• **TEXTE À LIRE**:

Parce que le dispositif de l’acquisition d’une complémentaire santé restait trop complexe – c’est-à-dire qu’il excluait des personnes qui pouvaient y prétendre – nous l’avons réformé pour le rendre plus simple pour les foyers modestes auxquels il est destiné. Nous avons sélectionné pour ces foyers une offre lisible de contrats référencés et de bonne qualité aux meilleurs prix. Je sais que certains d’entre vous ont mal perçu cette nouvelle forme de mise en concurrence. Mais les résultats sont là : depuis leur mise en place il y a un an, en juillet 2015, plus d’un million de Français ont bénéficié d’un de ces contrats, en choisissant majoritairement les couvertures les plus protectrices, avec des tarifs réduits de 15 à 40 %. Pour ces ménages en situation de pauvreté, l’accès à une complémentaire santé de qualité est désormais une réalité.
 
Nous avons, ensuite, décliné l’accord conclu entre les partenaires sociaux, en janvier 2013, visant à généraliser la couverture complémentaire santé dans les entreprises. C’est une évolution considérable, effective depuis le 1er janvier dernier. Même s’il est encore trop tôt pour en tirer le bilan, cette évolution doit permettre à l’ensemble des salariés, y compris les plus précaires, de bénéficier d’une couverture complémentaire santé.
 
Nous avons également réformé les critères du contrat responsable. Vous aviez appelé cette réforme de vos vœux, ainsi que le Haut conseil pour l’avenir de l’assurance maladie. Ce dispositif fait désormais partie de l’arsenal de mesures déployées par Marisol TOURAINE pour réguler les dépassements de tarifs et d’honoraires. Là encore, il s’agit d’un objectif que nous avons constamment partagé.
 
Depuis 4 ans, ces réformes ont profondément modifié l’environnement dans lequel vous agissez. Nous avons parfois divergé sur la nature des réformes à entreprendre, mais nous nous sommes retrouvés sur l’essentiel, c’est-à-dire honorer l’engagement du Président de la République, c’est-à-dire améliorer la couverture sociale de nos concitoyens et maintenir un haut niveau de solidarité.
 
Lors de votre dernier congrès, le chef de l’Etat avait répondu favorablement à vos demandes de disposer d’un bilan des dispositifs existants d’aide à l’acquisition d’une complémentaire santé. Le gouvernement, vous le rappeliez, a confié ce travail à l’IGAS, les conclusions ont été rendues publiques il y a quelques semaines. Ce rapport recense une douzaine de dispositifs différents, la plupart ayant fait l’objet d’une réforme récente. Il recommande, avant d’entreprendre toute nouvelle réforme d’ampleur, une prise de recul sur les réformes déjà accomplies afin d’en évaluer les résultats.
 
Ce que souligne ce rapport, c’est la priorité pour vos organismes de s’adapter pleinement à ce nouvel environnement. Tout est largement entre vos mains, mais le Gouvernement peut vous aider. D’une part en stabilisant cet environnement. Et d’autre part en adaptant les règles qui régissent le fonctionnement de vos organismes.

• **CONSIGNE A**:
Pouvez-vous reformuler sous forme de liste le paragraphe du texte sur la complémentaire santé qui commence par « Nous avons, ensuite, décliné l'accord », en conservant ses faits principaux ?
• **CONSIGNE B**:
Pourriez-vous écrire la suite du texte sur la complémentaire santé, en partant de sa dernière phrase ?
Les entrées qui suivent proviennent d'une autre source que le texte.

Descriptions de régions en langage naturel
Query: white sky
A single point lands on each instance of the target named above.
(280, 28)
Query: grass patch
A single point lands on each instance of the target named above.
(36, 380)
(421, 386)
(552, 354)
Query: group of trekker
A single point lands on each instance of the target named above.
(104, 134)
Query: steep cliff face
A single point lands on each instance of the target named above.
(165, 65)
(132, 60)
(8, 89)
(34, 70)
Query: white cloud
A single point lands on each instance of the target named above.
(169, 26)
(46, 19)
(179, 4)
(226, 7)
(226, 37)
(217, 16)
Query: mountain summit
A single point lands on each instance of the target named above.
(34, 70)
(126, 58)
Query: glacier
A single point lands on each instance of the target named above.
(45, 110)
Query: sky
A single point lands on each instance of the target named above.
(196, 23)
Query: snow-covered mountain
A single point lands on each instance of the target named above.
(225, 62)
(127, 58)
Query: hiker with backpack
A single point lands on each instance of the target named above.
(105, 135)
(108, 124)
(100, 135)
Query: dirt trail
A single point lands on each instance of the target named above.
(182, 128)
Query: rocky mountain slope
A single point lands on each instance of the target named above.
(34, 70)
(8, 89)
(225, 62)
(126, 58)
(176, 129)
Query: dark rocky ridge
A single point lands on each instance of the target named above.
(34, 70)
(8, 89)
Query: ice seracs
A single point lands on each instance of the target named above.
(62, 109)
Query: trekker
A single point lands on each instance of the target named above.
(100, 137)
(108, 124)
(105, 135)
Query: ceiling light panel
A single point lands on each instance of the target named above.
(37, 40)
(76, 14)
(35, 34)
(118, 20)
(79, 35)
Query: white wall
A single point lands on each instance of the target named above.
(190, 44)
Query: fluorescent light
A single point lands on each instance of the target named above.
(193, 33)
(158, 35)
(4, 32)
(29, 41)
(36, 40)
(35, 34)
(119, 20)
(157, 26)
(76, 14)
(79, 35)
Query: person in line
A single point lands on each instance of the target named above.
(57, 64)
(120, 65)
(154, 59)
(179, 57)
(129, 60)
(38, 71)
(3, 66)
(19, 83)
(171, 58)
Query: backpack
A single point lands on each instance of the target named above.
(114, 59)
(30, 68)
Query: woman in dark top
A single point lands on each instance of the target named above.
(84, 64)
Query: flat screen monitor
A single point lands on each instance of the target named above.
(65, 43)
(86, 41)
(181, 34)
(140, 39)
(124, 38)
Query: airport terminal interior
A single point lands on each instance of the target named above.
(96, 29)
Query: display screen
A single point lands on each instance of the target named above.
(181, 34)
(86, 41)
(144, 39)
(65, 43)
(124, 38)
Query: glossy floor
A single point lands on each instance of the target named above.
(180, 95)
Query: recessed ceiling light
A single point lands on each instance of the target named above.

• **RÉPONSE ATTENDUE A**:
- Mise en œuvre de l'accord conclu en janvier 2013 entre les partenaires sociaux pour généraliser la couverture complémentaire santé dans les entreprises.
- Évolution considérable, effective depuis le 1er janvier dernier.
- Encore trop tôt pour en dresser le bilan.
- Objectif : permettre à tous les salariés, y compris les plus précaires, de bénéficier d'une couverture complémentaire santé.

• **RÉPONSE ATTENDUE B**:
C’est pourquoi le Gouvernement, à votre demande, vient de proposer – vous le rappeliez, monsieur le président – au Parlement de l’habiliter à réformer par ordonnance le code de la mutualité, dans un délai de six mois. L’Assemblée nationale a voté cet amendement. Nous défendrons cette disposition au Sénat, au-delà du vote qui a eu lieu en commission. Et nous veillerons à ce qu’elle figure bien dans le texte de loi adopté à l’issue de la navette parlementaire, c’est-à-dire à l’Assemblée nationale. Vous pouvez compter, monsieur le président, sur notre soutien.
 
Cette ordonnance, et les textes réglementaires qui l’accompagneront, répondent à un enjeu clair : préserver le modèle mutualiste en tirant les conséquences des nouvelles règles issues des réformes récentes. La concurrence est forte dans votre secteur. Ce n’est pas nouveau. Mais vos valeurs ne sont pas un handicap. Au contraire : j’ai la conviction que dans le cas d’une réglementation repensée, s’appliquant à tous les acteurs du secteur, elles constituent et constitueront longtemps encore un avantage comparatif au moment de choisir une couverture santé.
 
Pour le reste, je rejoins pleinement les recommandations de l’IGAS : donnons-nous le temps de l’évaluation. Je suis particulièrement sensible aux craintes, aux inquiétudes qui sont les vôtres, de voir certaines de ces réformes accentuer la segmentation des risques entre actifs et inactifs, entre jeunes et moins jeunes. Nous devons y être particulièrement attentifs : l’évaluation des réformes engagées doit nous permettre d’apporter des réponses et, si vous craintes venaient à se confirmer, d’apporter, bien entendu, les corrections nécessaires.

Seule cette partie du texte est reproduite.